▶ [Exercise passage]:
A tumour is attacking the body politic
SOMETHING is growing in the New Zealand brain. An authoritarian tumour whose rapid expansion is triggering increasingly morbid symptoms in the body politic. Institutions and professions upon which New Zealanders traditionally relied for wisdom and good judgement have taken to displaying neither. Our national discourse has taken on a brutish quality: a coarseness and violence which discourages the participation of all but the most resilient of citizens.
Nowhere is the evidence of this authoritarian tumour more clearly on display than in the relentless disparagement of the Coalition Government led by Jacinda Ardern and Winston Peters. The lively reality of its tripartite character strikes an alarming number of pundits and politicians as evidence of a profound malfunctioning in the country’s political system. That the malfunction identified by these ‘‘experts’’ turns out to be democracy itself is even more alarming.
That there should be sharp disagreements between three quite different political parties and their respective leaders should surprise noone — especially when those parties have collectively assumed responsibility for governing the nation.
As citizens, we are protected by the constitutional requirement that our governments must, at all times, command a majority in the House of Representatives. If, therefore, it is to go on governing, all disagreements within and between the component parts of that majority, no matter how sharp, must be resolved. If a resolution of differences cannot be achieved, then the responsibility must be returned to us — the voters.
How, then, to explain the near panic displayed by a phalanx of rightwing politicians and pundits whenever these entirely predictable disagreements between the Coalition Government’s members are aired in public? What is it that they expect from government, when evidence of debate — even open dissent — can throw them into such an agitated state?
There is only one credible answer to this question — and it is deeply troubling. What so many of our politicians and pundits expect from government, even when it is composed of two or more political parties, is military discipline at every level.
The orders of the prime minister, like the orders of a generalissimo, must not be countermanded. Cabinet ministers assume the role of the generalissimo’s staff officers and the remaining backbench MPs become his troops.
But a political party is not an army. Whoever, outside of a revolution, heard of soldiers electing their generals! Why then do so many professional politics-watchers consider disagreement within a government’s ranks to be evidence of, at best, insubordination, or, at worst, mutiny? Why is the inevitable churn of political ‘‘Ins’’ and ‘‘Outs’’ invariably described as ‘‘a leadership coup’’ — as if changing leaders is an inherently bad thing to do?

▶ [Extracted information]:
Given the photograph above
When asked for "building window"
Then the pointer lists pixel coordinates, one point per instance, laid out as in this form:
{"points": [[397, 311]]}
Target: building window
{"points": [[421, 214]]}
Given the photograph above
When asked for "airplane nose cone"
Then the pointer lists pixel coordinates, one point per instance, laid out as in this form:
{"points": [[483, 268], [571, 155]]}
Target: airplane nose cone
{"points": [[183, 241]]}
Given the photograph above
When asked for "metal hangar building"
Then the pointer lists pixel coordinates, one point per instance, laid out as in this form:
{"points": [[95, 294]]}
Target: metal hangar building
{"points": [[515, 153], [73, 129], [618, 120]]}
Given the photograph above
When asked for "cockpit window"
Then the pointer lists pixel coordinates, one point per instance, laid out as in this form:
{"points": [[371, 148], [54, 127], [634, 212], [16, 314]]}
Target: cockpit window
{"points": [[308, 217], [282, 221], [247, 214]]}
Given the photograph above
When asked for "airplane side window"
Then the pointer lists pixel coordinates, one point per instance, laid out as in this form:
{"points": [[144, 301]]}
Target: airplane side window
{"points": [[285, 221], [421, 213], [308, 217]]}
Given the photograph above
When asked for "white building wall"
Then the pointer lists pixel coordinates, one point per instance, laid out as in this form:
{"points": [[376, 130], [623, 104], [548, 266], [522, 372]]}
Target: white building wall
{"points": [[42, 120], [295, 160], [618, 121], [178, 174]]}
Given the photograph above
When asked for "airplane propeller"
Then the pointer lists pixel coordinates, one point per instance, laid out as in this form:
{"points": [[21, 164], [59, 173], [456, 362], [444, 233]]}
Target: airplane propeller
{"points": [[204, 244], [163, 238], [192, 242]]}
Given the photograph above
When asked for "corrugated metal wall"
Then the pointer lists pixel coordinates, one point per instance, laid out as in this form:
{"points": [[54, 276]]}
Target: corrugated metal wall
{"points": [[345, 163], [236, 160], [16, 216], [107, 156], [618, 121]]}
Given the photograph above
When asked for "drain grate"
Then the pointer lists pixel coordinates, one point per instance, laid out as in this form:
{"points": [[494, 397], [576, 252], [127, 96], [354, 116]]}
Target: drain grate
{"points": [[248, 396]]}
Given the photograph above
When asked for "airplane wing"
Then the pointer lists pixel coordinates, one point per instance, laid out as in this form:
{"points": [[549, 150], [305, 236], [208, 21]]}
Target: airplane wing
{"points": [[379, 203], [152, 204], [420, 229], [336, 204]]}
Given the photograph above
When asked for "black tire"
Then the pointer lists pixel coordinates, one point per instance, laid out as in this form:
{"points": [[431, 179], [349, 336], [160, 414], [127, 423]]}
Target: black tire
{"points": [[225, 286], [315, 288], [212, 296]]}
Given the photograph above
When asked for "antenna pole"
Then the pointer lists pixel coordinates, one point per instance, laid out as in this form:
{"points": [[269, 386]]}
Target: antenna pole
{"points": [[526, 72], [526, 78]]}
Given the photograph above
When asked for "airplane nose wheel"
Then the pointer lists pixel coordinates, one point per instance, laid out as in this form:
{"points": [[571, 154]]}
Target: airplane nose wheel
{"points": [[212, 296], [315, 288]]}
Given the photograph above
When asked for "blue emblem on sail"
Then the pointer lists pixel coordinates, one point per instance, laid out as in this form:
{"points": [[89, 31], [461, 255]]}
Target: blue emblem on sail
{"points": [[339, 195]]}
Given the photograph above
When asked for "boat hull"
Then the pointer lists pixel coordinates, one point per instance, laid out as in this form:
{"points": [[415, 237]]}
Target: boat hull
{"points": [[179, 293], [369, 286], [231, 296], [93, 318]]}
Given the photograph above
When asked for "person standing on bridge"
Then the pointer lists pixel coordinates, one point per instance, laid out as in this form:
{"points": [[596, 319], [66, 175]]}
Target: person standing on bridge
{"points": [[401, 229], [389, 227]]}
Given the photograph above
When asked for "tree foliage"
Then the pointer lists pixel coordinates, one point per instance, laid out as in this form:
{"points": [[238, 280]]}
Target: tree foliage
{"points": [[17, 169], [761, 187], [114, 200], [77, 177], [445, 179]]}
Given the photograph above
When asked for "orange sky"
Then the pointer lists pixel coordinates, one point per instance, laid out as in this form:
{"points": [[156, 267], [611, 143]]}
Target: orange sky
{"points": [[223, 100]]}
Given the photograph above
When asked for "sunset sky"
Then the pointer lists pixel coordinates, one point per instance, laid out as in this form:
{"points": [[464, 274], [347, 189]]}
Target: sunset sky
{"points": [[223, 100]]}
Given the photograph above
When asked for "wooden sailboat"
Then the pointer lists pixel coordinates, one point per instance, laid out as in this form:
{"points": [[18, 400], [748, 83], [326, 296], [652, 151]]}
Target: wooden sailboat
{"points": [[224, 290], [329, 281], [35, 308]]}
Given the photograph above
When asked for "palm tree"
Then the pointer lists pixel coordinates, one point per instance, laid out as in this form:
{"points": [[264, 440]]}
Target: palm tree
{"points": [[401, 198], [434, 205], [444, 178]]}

▶ [Task list]:
A: From the column on New Zealand's coalition government, write out the passage that starts with "How, then, to" and ends after "an agitated state?".
B: Carry the column on New Zealand's coalition government forward from its last sentence.
The entries have nothing to do with the column on New Zealand's coalition government.

▶ [Answers by task]:
A:
How, then, to explain the near panic displayed by a phalanx of rightwing politicians and pundits whenever these entirely predictable disagreements between the Coalition Government’s members are aired in public? What is it that they expect from government, when evidence of debate — even open dissent — can throw them into such an agitated state?

B:
Could it be that the reason the Right becomes so agitated at the sight of discussion and debate within the ranks of government is that it comports so uncomfortably with the way the people who elect governments are expected to live their daily lives? The complex hierarchies of the workplace, no less than those of the armed forces, owe nothing to democracy. Whoever, outside of a revolution, heard of workers electing their boss!
Could it be that the politicians and pundits of the Right are more likely than not to consider an undisciplined government to be guilty of letting the side down? After all, if ordinary citizens see their Prime Minister shrug off the occasional disagreement between her and her deputy as simply democracy in action, then why can’t their bosses? If debate, even dissent, is treated by coalition party leaders as a healthy sign of political life — rather than a sacking offence — then why shouldn’t they have a say in how their workplace is run?
As corporatestyle ‘‘governance’’ has acquired an evergreater purchase over our lives; as all the countervailing powers within the workplace — viz: trade unions — have shrunk in influence; the huge discrepancy between the democratic freedom and equality that is supposed to characterise our political selves, and the exploitation and servitude which increasingly characterises our economic selves, acquires a decidedly subversive aspect.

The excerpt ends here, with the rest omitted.